TASK INSTRUCTIONS: Reproduce the following lines verbatim, leaving out the picture.

RECORDS PROVIDED:
————————
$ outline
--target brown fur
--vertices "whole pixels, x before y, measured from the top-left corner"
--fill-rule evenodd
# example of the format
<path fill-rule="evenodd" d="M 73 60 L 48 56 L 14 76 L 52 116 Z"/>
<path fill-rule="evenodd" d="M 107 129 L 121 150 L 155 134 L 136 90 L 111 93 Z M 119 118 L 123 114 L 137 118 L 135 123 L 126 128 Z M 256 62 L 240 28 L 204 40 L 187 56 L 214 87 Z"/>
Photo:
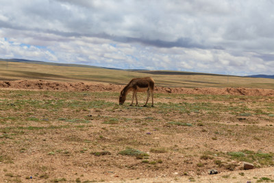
————————
RESULT OF THE EXERCISE:
$ outline
--target brown fur
--vertices "whole pixels, x before y, measured from the top-left corner"
--fill-rule evenodd
# example of the format
<path fill-rule="evenodd" d="M 73 60 L 48 56 L 14 76 L 52 116 Z"/>
<path fill-rule="evenodd" d="M 107 129 L 121 150 L 155 134 L 136 90 L 111 93 Z M 119 118 L 123 114 L 137 118 L 135 123 L 126 128 Z M 256 62 L 240 28 L 204 40 L 187 56 L 214 87 Z"/>
Photo:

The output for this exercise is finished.